[Point localization data]
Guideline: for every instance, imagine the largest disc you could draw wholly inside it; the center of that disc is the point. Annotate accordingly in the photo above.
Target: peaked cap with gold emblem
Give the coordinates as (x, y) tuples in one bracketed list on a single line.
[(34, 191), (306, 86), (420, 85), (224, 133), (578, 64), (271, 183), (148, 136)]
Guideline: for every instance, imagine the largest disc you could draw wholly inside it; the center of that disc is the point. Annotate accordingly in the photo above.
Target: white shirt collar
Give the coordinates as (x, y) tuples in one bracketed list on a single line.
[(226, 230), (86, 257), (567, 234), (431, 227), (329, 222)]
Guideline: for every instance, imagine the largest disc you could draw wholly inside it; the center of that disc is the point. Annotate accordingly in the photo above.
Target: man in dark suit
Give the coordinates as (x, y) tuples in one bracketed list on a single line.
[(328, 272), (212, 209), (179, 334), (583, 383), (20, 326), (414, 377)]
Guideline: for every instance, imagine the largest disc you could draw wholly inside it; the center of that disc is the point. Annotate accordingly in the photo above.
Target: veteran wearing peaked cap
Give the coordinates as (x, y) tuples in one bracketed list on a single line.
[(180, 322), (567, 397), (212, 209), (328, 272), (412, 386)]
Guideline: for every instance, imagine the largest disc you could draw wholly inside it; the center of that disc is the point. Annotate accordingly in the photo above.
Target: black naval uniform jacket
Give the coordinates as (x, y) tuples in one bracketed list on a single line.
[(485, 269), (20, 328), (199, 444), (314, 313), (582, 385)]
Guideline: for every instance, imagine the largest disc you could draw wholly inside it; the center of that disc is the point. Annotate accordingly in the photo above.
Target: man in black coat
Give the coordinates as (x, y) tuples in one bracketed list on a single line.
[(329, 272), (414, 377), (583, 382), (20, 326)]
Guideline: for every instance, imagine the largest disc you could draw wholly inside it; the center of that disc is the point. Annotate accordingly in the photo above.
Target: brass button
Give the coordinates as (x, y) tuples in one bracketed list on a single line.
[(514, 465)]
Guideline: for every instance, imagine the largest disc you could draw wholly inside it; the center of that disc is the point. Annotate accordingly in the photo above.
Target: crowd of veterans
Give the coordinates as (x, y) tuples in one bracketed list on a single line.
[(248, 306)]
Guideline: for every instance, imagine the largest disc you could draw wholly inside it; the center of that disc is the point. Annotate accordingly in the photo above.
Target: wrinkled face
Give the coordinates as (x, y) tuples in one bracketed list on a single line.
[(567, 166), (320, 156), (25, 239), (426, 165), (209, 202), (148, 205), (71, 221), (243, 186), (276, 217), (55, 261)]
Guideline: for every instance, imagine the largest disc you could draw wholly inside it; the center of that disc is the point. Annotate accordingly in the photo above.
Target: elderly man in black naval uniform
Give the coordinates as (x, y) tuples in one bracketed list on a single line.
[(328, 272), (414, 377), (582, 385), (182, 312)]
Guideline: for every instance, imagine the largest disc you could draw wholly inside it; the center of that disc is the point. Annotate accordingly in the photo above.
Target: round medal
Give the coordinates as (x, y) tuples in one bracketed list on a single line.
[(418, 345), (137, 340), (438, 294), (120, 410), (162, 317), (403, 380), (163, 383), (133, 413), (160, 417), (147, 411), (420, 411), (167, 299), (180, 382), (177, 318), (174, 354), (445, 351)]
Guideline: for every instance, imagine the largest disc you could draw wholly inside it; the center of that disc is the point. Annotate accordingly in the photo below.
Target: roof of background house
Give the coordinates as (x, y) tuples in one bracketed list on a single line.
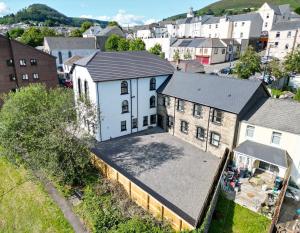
[(70, 43), (228, 94), (284, 26), (107, 66), (278, 114), (263, 152)]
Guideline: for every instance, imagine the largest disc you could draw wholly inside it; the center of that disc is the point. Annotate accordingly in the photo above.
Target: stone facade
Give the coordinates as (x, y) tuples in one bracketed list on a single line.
[(225, 130)]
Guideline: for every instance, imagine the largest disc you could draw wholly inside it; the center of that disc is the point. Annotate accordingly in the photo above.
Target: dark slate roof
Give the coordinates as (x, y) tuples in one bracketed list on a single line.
[(228, 94), (284, 26), (277, 114), (107, 66), (70, 43), (264, 153)]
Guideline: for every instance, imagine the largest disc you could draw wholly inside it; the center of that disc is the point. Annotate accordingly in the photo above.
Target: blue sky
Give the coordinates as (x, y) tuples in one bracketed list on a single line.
[(124, 11)]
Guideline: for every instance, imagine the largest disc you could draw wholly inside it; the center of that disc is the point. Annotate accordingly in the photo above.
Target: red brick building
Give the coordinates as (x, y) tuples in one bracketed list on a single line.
[(21, 65)]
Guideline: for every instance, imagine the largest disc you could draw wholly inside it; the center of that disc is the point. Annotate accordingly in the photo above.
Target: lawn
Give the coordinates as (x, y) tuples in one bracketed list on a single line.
[(230, 217), (27, 207)]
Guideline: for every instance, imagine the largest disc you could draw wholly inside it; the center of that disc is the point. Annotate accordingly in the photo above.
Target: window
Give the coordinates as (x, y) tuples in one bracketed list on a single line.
[(59, 57), (124, 87), (35, 76), (215, 139), (170, 121), (22, 62), (123, 126), (250, 131), (200, 134), (180, 105), (125, 108), (152, 102), (197, 110), (152, 84), (184, 127), (134, 123), (24, 76), (153, 119), (145, 121), (276, 138), (10, 62), (217, 116), (33, 62)]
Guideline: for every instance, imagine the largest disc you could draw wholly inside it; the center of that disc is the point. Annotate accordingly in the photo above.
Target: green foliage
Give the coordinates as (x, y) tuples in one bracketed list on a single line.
[(137, 45), (248, 64), (35, 36), (112, 43), (15, 32), (297, 96), (292, 62), (33, 129)]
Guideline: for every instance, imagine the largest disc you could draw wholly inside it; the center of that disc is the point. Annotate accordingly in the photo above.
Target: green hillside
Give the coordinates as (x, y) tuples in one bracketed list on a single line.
[(43, 13), (236, 7)]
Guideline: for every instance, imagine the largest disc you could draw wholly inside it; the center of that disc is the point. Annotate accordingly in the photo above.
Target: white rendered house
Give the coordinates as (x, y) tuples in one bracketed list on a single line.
[(122, 85)]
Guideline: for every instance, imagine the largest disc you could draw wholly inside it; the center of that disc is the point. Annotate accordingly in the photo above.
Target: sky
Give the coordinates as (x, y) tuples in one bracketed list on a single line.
[(126, 12)]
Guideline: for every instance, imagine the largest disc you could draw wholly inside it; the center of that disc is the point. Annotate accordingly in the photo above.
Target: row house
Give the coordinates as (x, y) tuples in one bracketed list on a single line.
[(21, 65), (284, 38)]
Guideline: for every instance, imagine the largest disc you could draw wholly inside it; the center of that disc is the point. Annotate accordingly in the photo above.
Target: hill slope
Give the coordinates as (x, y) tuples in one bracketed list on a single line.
[(236, 6), (43, 13)]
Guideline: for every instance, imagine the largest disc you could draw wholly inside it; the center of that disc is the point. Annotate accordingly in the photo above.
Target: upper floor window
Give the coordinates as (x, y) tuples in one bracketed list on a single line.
[(152, 102), (184, 126), (217, 116), (180, 105), (250, 131), (197, 110), (125, 107), (22, 62), (124, 87), (33, 62), (276, 138), (152, 84)]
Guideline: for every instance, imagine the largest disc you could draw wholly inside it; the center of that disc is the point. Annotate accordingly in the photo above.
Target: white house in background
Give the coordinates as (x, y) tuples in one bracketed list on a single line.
[(283, 39), (269, 138), (64, 48), (122, 85)]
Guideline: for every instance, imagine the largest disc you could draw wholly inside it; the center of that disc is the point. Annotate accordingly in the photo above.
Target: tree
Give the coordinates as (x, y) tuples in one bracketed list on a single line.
[(248, 64), (112, 43), (137, 45), (15, 33), (292, 62), (123, 44), (39, 128)]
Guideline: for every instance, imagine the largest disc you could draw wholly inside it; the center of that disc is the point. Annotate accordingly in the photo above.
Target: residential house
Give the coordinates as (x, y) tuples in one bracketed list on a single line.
[(283, 39), (122, 85), (21, 65), (205, 110), (66, 47), (269, 138)]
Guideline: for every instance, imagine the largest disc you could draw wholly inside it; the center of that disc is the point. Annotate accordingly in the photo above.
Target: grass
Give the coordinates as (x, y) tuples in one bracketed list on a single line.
[(27, 207), (231, 217)]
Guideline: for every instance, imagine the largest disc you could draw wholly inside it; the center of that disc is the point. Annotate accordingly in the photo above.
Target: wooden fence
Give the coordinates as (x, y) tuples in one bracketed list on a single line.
[(141, 197)]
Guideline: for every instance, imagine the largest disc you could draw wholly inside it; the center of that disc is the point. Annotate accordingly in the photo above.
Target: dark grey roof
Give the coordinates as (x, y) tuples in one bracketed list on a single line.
[(284, 26), (278, 114), (106, 66), (55, 43), (228, 94), (264, 153)]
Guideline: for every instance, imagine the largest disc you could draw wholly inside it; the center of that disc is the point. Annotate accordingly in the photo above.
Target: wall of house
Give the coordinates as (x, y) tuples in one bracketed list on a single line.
[(226, 129), (289, 142)]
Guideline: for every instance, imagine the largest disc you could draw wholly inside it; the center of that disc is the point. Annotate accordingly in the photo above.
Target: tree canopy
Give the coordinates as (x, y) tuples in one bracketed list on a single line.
[(248, 64)]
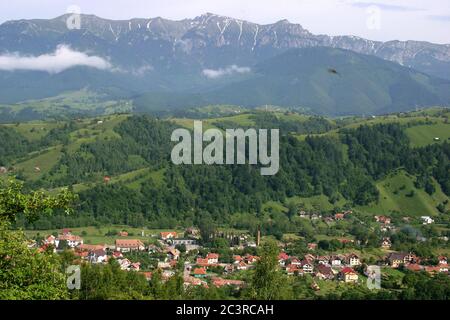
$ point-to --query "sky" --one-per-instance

What is being asked:
Of all the entries above, how many lines contain "uniform"? Give the number alone.

Answer space:
2